__REQUIREMENTS__
a. In the distributed AI platform text, what device runs the Telegram bot?
b. How would you say this sentence from the distributed AI platform text in Spanish: "Communication between nodes is implemented using asynchronous FastAPI services over HTTP with JSON payloads."?

__EXTRACT TO READ__
--- begin ---
I became interested in increasing the complexity of the system by separating inference, orchestration, and user interaction across multiple machines. Messaging platforms such as Telegram provided an appealing direction: they act as lightweight frontends, expose well-documented APIs, and integrate naturally into everyday communication. Integrating Telegram was therefore both a technical challenge and a practical experiment in building a system that could operate within a real-world messaging ecosystem rather than a controlled browser environment.

Another motivation was cross-platform coordination. The system now spans Android, Linux, and Windows environments, requiring consistent communication between heterogeneous systems and reinforcing the importance of clearly defined APIs, schemas, and deployment boundaries.

Telegram bot onboarding prompt requesting a demo access code. — Initial interaction with the Telegram interface. The bot requests a valid demo access code before allowing conversation. This demonstrates the access-control layer and shows how Telegram functions as a lightweight frontend to the distributed system.

Telegram bot conversation after a demo code is entered and access is granted. — Initial interaction with the Telegram interface. The bot requests a valid demo access code before allowing conversation. This demonstrates the access-control layer and shows how Telegram functions as a lightweight frontend to the distributed system.

02 — System Architecture

The platform is structured as a multi-node system with clearly separated responsibilities. A Telegram bot running on an Android device (Pixel 7, via Termux) acts as the user-facing interface. Messages are forwarded to a central orchestration server ("brain node," as I refer to it), which validates requests, manages conversation context, and routes inference requests to a dedicated AI node. Responses return through the same path to the Telegram client.

Communication between nodes is implemented using asynchronous FastAPI services over HTTP with JSON payloads. The orchestration layer acts as a controlled boundary, ensuring that all requests pass through validation, readiness checks, and routing logic before reaching the inference service.

Services are containerised using Docker and exposed through an NGINX reverse proxy, simplifying deployment and isolation across machines. Monitoring and readiness checks are integrated with Uptime Kuma, allowing model availability and service health to be observed without manual inspection.

Internally, the system maintains model-specific context budgets. When a model is loaded, its approximate context capacity is estimated by querying the inference service and calculating a character-based budget. Conversation history is managed against this budget, and when limits are exceeded, summarisation is triggered and persisted, allowing long-running conversations to continue without exceeding model constraints.

High-level architecture diagram of the distributed AI platform. — High-level architecture of the distributed AI platform. A Telegram bot running on an Android device forwards user messages to an orchestration service ("brain node"). The brain node performs access validation, persona routing, readiness checks, and request gating before forwarding requests to the inference service ("AI node").

Conversation memory, summaries, and model budget logic are managed on the AI node, allowing context to persist across sessions. Monitoring and health checks are integrated across all components, enabling observability of each service independently.

03 — System Behavior and Request Flow

From a user perspective, each interaction looks like a simple chat message. Internally, the request passes through multiple boundaries: the Telegram bot receives the message, forwards it to the orchestration layer, and waits for a response routed back from the inference node.

To keep behavior predictable under load, the brain node performs readiness checks and can short-circuit requests when the model is unavailable. Logs are emitted at each hop, making it possible to trace routing decisions, gating outcomes, and the generation lifecycle across machines.
--- end ---
Collected data entries:
--- begin ---
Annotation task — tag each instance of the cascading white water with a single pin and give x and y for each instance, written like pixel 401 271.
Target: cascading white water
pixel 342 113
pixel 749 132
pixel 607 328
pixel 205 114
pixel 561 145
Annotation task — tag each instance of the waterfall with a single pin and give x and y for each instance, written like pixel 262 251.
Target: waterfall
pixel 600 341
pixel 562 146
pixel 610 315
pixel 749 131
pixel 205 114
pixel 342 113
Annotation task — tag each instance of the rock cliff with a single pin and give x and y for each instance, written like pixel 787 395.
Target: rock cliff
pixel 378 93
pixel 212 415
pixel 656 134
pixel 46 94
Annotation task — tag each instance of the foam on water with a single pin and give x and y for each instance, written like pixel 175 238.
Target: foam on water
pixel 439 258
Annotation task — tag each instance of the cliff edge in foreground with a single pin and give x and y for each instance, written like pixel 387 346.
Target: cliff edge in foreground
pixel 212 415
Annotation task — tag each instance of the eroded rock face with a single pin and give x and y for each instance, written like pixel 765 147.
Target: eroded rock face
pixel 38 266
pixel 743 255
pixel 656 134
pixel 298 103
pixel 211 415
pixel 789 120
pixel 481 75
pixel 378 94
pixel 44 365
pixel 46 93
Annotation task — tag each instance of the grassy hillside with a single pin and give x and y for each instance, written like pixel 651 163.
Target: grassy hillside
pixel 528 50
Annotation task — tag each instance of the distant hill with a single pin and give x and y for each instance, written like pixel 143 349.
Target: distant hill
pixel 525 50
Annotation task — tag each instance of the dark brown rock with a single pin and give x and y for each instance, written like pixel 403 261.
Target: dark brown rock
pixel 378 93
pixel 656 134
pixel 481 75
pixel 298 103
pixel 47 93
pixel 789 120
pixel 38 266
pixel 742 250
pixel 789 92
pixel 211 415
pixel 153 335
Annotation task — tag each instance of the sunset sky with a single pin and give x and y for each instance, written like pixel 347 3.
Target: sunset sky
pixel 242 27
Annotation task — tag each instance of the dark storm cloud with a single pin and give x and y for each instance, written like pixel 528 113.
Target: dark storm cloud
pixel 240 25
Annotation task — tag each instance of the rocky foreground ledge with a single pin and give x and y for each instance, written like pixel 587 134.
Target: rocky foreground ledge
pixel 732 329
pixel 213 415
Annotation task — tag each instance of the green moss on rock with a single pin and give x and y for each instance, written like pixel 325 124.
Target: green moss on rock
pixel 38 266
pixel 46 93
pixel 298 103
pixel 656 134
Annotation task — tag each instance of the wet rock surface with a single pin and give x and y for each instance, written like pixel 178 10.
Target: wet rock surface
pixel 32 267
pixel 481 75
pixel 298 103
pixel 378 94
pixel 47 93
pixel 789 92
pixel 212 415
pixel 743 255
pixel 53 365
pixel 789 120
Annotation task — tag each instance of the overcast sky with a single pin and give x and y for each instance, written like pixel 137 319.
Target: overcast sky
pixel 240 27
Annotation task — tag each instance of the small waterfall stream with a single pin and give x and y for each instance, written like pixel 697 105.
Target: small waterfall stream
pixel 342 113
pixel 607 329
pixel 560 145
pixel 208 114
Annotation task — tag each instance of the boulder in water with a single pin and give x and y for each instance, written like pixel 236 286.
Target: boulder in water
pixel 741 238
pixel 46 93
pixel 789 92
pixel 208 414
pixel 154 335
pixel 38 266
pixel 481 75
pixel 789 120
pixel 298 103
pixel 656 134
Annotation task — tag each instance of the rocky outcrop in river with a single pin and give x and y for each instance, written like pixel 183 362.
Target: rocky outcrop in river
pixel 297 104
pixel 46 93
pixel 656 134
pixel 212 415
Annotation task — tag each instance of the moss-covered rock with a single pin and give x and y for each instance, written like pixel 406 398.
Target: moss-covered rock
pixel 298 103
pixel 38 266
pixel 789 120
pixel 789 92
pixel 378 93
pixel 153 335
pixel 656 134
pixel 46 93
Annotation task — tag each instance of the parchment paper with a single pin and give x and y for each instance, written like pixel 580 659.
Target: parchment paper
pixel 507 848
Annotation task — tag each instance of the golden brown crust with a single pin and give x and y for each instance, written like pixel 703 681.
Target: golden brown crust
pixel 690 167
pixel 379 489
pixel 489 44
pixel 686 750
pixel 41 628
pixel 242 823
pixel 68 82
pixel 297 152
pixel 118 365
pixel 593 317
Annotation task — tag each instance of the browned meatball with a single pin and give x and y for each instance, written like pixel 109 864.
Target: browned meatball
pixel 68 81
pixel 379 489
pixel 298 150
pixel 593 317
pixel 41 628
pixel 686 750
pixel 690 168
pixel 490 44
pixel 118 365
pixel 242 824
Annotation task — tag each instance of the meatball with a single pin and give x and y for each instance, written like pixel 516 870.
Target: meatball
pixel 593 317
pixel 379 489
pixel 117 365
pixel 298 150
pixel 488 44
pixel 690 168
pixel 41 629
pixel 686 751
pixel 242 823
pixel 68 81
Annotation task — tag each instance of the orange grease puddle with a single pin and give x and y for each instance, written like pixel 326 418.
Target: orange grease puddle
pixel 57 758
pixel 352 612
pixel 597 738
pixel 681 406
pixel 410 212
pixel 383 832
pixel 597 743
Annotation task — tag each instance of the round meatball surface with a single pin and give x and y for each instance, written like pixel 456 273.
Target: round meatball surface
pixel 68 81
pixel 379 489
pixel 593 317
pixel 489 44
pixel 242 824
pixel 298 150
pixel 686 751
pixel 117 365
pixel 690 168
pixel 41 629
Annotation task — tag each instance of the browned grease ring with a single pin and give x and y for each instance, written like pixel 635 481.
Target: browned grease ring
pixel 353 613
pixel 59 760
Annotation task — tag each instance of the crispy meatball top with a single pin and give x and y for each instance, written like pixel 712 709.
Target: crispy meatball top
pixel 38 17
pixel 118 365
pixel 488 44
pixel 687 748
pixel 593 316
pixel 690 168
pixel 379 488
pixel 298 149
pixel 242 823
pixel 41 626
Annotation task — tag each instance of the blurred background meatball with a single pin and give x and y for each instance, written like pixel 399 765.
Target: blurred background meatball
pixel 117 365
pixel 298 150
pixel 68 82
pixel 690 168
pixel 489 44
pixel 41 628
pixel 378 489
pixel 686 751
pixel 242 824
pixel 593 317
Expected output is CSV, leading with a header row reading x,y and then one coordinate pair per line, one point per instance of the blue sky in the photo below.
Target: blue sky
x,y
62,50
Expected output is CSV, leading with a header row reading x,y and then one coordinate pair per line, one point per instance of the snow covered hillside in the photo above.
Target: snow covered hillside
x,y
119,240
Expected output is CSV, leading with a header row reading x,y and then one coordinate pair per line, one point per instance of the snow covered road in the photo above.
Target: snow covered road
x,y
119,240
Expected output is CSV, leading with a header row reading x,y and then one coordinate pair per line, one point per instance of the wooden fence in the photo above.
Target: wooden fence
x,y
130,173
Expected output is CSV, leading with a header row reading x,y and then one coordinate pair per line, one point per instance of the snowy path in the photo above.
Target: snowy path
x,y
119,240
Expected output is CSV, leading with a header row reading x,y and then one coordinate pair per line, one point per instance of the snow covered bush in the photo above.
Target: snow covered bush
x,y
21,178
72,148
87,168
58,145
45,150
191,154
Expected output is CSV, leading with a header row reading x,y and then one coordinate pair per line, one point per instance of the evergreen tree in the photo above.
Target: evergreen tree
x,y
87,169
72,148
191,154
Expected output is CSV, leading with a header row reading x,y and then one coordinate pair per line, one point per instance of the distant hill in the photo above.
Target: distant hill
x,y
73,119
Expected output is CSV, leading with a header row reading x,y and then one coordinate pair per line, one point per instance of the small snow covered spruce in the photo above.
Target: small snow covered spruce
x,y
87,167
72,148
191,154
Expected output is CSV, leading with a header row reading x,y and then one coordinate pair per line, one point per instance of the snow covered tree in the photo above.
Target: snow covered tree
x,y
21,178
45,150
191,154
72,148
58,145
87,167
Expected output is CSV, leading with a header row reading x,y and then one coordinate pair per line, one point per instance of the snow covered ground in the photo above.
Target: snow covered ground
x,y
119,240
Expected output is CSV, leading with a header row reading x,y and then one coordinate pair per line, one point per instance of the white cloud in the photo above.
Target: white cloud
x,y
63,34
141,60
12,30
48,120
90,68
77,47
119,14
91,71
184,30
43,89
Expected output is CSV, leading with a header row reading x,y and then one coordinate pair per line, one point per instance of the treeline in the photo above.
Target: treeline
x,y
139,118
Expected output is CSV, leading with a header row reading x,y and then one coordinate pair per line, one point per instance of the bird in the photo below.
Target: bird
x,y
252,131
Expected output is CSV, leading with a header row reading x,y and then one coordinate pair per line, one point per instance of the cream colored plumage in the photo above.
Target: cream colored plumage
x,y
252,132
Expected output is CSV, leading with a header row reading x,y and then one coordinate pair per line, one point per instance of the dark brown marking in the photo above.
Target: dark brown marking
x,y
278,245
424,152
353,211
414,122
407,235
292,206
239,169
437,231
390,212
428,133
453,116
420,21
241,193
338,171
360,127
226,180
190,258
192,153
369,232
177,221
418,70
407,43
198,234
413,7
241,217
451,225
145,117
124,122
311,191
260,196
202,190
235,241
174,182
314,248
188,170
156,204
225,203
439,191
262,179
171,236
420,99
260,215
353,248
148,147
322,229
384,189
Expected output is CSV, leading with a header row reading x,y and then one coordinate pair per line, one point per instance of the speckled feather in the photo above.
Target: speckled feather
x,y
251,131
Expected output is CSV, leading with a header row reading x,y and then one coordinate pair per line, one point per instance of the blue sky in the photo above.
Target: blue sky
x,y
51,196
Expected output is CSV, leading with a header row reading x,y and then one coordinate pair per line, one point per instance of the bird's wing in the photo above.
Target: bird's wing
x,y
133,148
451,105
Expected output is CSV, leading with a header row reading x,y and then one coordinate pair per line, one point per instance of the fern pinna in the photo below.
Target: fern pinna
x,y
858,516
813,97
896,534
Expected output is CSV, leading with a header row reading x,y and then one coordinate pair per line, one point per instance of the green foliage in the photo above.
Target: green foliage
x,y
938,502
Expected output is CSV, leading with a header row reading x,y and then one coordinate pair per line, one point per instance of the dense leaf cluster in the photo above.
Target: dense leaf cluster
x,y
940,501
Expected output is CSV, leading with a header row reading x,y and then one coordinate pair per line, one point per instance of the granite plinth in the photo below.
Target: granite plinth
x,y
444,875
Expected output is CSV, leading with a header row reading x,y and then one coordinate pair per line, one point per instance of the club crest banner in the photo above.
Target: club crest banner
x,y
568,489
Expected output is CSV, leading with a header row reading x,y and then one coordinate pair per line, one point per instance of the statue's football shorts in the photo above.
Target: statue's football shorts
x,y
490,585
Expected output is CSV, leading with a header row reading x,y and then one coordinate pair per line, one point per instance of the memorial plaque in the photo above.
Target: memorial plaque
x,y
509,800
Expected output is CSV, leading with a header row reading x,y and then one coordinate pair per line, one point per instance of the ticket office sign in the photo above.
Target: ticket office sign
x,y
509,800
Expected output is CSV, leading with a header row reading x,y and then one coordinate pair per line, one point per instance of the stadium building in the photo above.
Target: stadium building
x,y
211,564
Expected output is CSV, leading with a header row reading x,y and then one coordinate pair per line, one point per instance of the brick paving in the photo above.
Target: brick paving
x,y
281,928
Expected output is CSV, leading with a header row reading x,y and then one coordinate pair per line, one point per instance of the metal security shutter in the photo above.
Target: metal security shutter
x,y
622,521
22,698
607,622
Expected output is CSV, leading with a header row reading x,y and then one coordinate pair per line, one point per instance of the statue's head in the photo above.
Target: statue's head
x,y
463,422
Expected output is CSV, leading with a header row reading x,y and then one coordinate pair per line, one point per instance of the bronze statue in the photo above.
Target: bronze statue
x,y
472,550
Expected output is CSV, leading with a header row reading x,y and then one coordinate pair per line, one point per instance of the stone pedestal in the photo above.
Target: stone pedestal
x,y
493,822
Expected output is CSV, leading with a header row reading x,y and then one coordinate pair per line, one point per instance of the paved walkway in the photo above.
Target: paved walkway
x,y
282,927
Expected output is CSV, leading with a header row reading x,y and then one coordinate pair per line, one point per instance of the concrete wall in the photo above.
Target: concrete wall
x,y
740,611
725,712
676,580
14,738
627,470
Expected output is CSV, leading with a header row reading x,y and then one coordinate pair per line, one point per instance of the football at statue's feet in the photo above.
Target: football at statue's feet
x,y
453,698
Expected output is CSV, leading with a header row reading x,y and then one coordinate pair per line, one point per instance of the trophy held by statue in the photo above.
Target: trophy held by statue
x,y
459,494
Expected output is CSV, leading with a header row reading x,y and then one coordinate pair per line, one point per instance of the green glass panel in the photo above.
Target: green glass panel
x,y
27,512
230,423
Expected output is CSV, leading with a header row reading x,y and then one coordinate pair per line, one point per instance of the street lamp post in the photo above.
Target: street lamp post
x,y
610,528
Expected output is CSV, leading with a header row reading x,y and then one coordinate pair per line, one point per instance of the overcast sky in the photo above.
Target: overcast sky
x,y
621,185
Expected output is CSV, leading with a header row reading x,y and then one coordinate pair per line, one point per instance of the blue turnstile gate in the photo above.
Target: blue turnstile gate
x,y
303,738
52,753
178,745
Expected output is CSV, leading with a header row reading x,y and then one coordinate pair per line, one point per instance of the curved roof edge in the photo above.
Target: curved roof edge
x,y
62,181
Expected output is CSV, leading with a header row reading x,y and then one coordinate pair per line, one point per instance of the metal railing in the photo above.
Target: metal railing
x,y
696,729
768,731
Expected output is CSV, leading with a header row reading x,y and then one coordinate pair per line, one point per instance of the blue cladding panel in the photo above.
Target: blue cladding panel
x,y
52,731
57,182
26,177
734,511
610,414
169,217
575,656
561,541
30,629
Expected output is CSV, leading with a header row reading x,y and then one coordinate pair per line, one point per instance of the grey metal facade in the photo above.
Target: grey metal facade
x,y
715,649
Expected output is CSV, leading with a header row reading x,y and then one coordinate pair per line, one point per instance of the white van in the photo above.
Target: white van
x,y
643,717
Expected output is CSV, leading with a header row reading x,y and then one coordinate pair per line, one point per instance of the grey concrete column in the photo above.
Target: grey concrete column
--- end ---
__RESULTS__
a. An Android device, a Pixel 7, running it via Termux.

b. La comunicación entre nodos se implementa mediante servicios asíncronos de FastAPI sobre HTTP con cargas útiles JSON.